### Document excerpt
*** Block opens ***

Forgive me. My thoughts have wandered for a moment to “birch slope,” the Palestinian Arabic name for the ascent to the town of Kiryat Tivon from Haifa. Even when I am far from there, I can smell the intoxicating fragrance of the birch. The name has been suppressed, as perhaps has the fragrance.
This Jewish ethnic country finds itself facing the Arab, whose very existence unfortunately is seen as an obstacle to the fulfillment of its plans. Moderate Zionists have already lowered their expectations and all they want is a Jewish majority in Israel. But the question that has not yet been solved is what a “Jewish majority” means.
At first we understood that it meant a Jewish majority in the country as a whole. Then the demand was raised to include a Jewish majority in the Galilee and then also in the Negev. But it isn’t stopping there, extending the demand to cities, villages, soon to be followed by families.

*** Block closes ***

### Task A
In the essay excerpt, what is "birch slope"?
### Task B
Please rewrite the essay excerpt between "This Jewish ethnic" and "followed by families.", inclusive, replacing "demand" with "requirement".
### Task C
Continue the essay excerpt past its final sentence.

### Data excerpts
*** Block opens ***

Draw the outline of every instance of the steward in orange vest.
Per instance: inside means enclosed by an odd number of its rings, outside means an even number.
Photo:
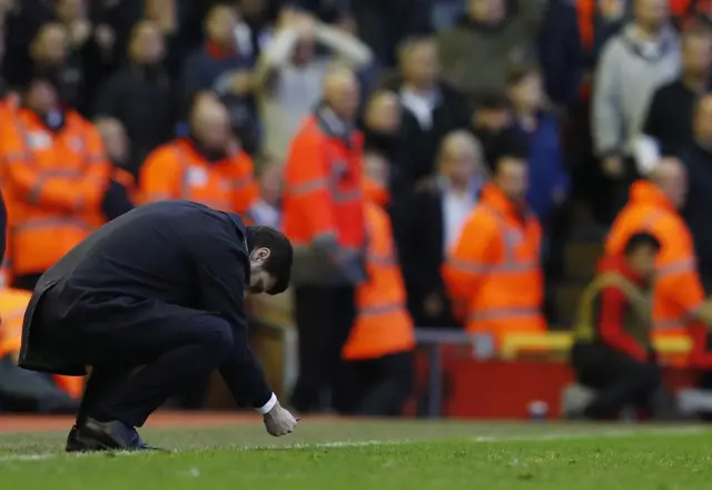
[[[111,164],[96,127],[61,107],[52,77],[34,75],[23,107],[0,125],[2,190],[16,287],[37,278],[106,220]]]
[[[364,183],[368,281],[356,288],[356,322],[342,356],[345,413],[397,415],[413,391],[415,332],[396,257],[390,218],[377,204],[383,185]]]
[[[301,125],[285,163],[283,226],[294,245],[299,412],[325,408],[365,281],[363,136],[354,129],[358,84],[347,68],[324,81],[324,102]]]
[[[18,367],[22,318],[31,294],[0,290],[0,412],[73,413],[83,390],[82,378],[44,374]]]
[[[227,109],[200,95],[190,111],[190,136],[148,155],[139,174],[139,200],[185,199],[250,217],[259,197],[253,160],[230,148]]]
[[[650,233],[661,243],[656,258],[653,335],[688,335],[701,321],[712,325],[712,304],[705,301],[696,272],[693,239],[678,209],[686,195],[682,164],[665,158],[650,175],[631,186],[630,199],[615,218],[606,239],[607,255],[621,255],[636,233]],[[699,326],[699,325],[698,325]]]
[[[443,280],[457,316],[473,334],[492,335],[495,345],[508,333],[544,333],[538,219],[524,202],[526,160],[497,159],[475,210],[443,266]]]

*** Block closes ***

### Response area A
It is the Palestinian Arabic name for the ascent to the town of Kiryat Tivon from Haifa.

### Response area B
This Jewish ethnic country finds itself facing the Arab, whose very existence unfortunately is seen as an obstacle to the fulfillment of its plans. Moderate Zionists have already lowered their expectations and all they want is a Jewish majority in Israel. But the question that has not yet been solved is what a “Jewish majority” means.
At first we understood that it meant a Jewish majority in the country as a whole. Then the requirement was raised to include a Jewish majority in the Galilee and then also in the Negev. But it isn’t stopping there, extending the requirement to cities, villages, soon to be followed by families.

### Response area C
Let’s hope that those who keep count of Arabs don’t find out that in the village of Yafia, where I live, the population is 100 percent Arab. It will get them thinking about the demographic balance in every little place. Woe is me if they find out that I, Odeh Bisharat, am myself 100 percent Arab. Maybe someone will think about giving me genetic injections for the sake of demographic balance. But, optimist that I am, I don’t think it will come to that.